**YOUR TASKS**
- 1) According to the passage on Britain's identity crisis, by how much did antisocial behaviour rise between 2021 and 2023?
- 2) Write the next few paragraphs of the piece on Britain's identity crisis, picking up right after its final sentence and keeping its voice.

=== SOURCE PASSAGE ===

One of the most alarming trends is the rise in violence against women, both online and in person. Antisocial behaviour has surged (up 14% between 2021 and 2023), including a sharp rise in assaults on teachers—reflecting a broader rejection of authority and a deepening culture of selfish individualism.

Fractured communities—often along racial lines—have created fertile ground for the far right, now resurgent. Intolerance and racism are growing, as seen in the race riots of 2024, triggered by extremist rhetoric, social media disinformation, and shameless political opportunism.

Right-wing politicians and their angry, muddled supporters hark back to a mythical past, blaming every problem on immigration and lamenting the loss of ill-defined “British values.” But when asked to explain what these are, few can offer more than empty slogans.

The values most often cited—freedom, fairness, tolerance, and the rule of law—are shared, more or less, across liberal democracies everywhere. In Britain today, these ideals are being steadily eroded and, in many cases, are little more than righteous rhetoric.

The gap between what Britain imagines itself to be and what it is becoming lies at the heart of its identity crisis and lack of direction.

There is little or no social justice; racism and intolerance of immigrants and refugees are on the rise, inflamed by opportunistic politicians and a right-wing media. Freedoms once taken for granted—expression, protest, and the press—are being systematically undermined by repressive laws, increased surveillance, and hostility toward dissent.

The recent proscription of Palestine Action as a terrorist group is just the latest act of control and hypocrisy in a long and growing list of repressive measures aimed at criminalising peaceful protest and silencing dissent. That same hypocrisy was laid bare in the political outrage and media hysteria over Bob Vylan’s “Death to the IDF” chant at Glastonbury.

=== GIVEN ENTRIES ===

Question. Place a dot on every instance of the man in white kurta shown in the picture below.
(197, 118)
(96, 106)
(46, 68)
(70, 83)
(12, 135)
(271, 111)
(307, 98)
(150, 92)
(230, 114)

===

**RESPONSES TO THE TASKS**
- 1) It rose by 14%.

- 2)
While they condemn a punk artist’s words, these same voices remain silent in the face of Israel’s ongoing genocide in Gaza—including the targeting of civilians at so-called humanitarian food distribution points, which are nothing less than IDF killing zones.

Symbolic protest is punished; mass killing is ignored—or enabled.

Such double standards reveal the moral void at the heart of Britain’s political establishment and media landscape—contradictions and cowardice that warp the national conversation, encourage lawlessness, and distort public opinion.

What Must Change

Britain’s woes are not simply the result of mismanagement, nor can they be resolved by running existing systems more efficiently—as Prime Minister Keir Starmer and Co. seem to believe. The crisis is fundamental, rooted in systemic inadequacies and long-term structural decline: economic, political, social and moral. While minor improvements may be possible (such as reducing NHS waiting times), no amount of tinkering will deliver the transformation needed.

A fundamental reset is required—a radical shift in thinking rooted in social justice, democratic accountability, and respect for international law; anchored in a shared commitment to the common good, to peace, and to environmental repair.

First-past-the-post must go, replaced by proportional representation; the voting age lowered to 16, and voting made compulsory; the House of Lords abolished or replaced with a democratic second chamber; and power meaningfully devolved to the regions and local communities.

A network of citizens’ assemblies should be created to revitalise democratic engagement—scrutinising legislation, contributing to parliamentary debate, and, in time, evolving into a second (or third) chamber. A written constitution is essential—one that defines rights, outlines responsibilities, and limits state power. The media must be reformed, and the dominance of billionaire-owned outlets directly challenged—and, where necessary, dismantled.

A clear, confident case for rejoining the European Union—or at least the customs union—must be made. Brexit has been traumatic—not only economically, but socially and diplomatically. It has inflamed nationalist delusions and shattered Britain’s standing not just in Europe, but across the world.

Choices

There is a weariness and tension across the country—a loss of identity post-Brexit, a collapse of self-belief, mingled with a quiet desperation for change.

Within this febrile space, the nation faces a defining choice: the possibility of hopeful, progressive renewal—or a fearful, reactionary response that opens the door to extremism.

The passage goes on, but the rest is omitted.